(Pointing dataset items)

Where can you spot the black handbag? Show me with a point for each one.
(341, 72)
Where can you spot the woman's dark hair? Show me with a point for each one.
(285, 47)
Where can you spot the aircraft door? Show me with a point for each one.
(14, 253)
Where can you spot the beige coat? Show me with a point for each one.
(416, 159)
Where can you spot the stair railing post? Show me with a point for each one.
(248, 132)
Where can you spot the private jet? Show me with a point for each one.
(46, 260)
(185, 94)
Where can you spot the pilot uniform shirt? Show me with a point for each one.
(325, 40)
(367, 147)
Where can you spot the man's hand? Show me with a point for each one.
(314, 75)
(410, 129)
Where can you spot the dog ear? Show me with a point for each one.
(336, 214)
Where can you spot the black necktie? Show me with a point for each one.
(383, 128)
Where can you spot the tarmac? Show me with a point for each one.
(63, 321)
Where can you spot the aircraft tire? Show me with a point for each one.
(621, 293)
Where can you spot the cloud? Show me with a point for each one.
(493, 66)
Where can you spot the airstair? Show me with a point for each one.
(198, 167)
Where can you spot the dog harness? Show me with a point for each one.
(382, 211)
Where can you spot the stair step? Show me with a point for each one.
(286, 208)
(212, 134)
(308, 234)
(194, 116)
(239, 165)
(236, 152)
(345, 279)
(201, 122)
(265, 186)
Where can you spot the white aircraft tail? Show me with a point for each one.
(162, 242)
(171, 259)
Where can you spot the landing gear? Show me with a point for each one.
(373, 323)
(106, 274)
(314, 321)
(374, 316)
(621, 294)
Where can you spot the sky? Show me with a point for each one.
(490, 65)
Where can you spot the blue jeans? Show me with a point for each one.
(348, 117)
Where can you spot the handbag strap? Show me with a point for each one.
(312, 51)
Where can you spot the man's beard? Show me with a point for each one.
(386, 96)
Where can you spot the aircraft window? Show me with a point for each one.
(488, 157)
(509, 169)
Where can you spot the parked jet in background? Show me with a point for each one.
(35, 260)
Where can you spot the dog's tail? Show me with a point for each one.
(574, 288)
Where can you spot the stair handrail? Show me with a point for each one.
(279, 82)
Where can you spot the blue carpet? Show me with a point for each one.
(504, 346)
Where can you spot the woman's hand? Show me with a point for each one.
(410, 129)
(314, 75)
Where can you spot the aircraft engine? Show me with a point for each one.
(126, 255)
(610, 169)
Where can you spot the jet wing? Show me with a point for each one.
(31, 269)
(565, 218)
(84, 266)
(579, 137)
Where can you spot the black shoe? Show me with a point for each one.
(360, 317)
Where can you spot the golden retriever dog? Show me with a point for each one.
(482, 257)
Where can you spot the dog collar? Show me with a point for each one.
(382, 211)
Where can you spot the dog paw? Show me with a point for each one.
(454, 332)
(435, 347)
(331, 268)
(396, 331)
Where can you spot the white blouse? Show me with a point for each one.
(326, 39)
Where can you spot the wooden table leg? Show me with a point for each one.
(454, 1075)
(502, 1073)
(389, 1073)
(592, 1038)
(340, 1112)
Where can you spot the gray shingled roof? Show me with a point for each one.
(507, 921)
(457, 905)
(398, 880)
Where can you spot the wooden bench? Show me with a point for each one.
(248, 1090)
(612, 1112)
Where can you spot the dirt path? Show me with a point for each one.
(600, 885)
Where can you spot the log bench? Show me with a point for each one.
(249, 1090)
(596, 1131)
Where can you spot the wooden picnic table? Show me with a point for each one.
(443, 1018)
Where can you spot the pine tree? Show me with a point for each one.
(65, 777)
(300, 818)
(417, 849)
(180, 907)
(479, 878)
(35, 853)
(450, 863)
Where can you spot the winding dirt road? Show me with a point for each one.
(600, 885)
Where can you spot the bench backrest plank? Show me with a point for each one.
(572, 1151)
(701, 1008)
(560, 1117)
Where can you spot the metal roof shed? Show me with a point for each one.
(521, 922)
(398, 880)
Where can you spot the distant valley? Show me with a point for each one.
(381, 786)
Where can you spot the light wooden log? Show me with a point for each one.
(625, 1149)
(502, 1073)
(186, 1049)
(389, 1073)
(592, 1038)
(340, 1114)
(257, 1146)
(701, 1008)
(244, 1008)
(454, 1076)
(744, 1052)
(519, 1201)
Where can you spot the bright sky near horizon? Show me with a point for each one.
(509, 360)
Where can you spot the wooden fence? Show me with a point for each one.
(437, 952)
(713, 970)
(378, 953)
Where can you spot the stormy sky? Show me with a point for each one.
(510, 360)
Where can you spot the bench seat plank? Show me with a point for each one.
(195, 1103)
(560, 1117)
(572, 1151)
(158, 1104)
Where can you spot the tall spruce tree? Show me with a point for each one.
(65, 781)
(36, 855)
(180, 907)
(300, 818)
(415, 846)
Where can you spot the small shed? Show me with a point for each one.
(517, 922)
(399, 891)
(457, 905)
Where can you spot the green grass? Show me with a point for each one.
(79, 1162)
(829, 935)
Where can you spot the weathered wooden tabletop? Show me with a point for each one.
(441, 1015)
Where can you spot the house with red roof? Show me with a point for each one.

→ **Exercise objective**
Reproduce every line, requests included, starting with the line that contains "Where can you spot the bright" and going on through the end of the items. Multiply each coordinate value in the answers by 0.65 and round the result to a whole number, with halves rounded up.

→ **Written answer**
Where can you spot the bright sky near horizon? Show me with a point for each one.
(331, 234)
Where can you spot the wooden fence? Show me with a point for each one.
(284, 619)
(463, 631)
(246, 619)
Where can you spot the stormy sky? Show me with a point for each one.
(332, 234)
Where can you spot the bench seat plank? Show me with a point for each one.
(127, 717)
(364, 726)
(372, 748)
(103, 718)
Where can you spot the tall spruce tree? Show me with a point for each one.
(42, 508)
(23, 556)
(117, 590)
(195, 532)
(270, 550)
Where can you spot the small shed? Show me with a point for each one.
(336, 599)
(259, 579)
(297, 588)
Where can you spot the green grass? Show me with a point for each one.
(51, 755)
(539, 608)
Where can you spot the weathered wooden tabletop? Show me with a point for each one.
(287, 660)
Where can you spot the house with red roof? Show me with a point for each one.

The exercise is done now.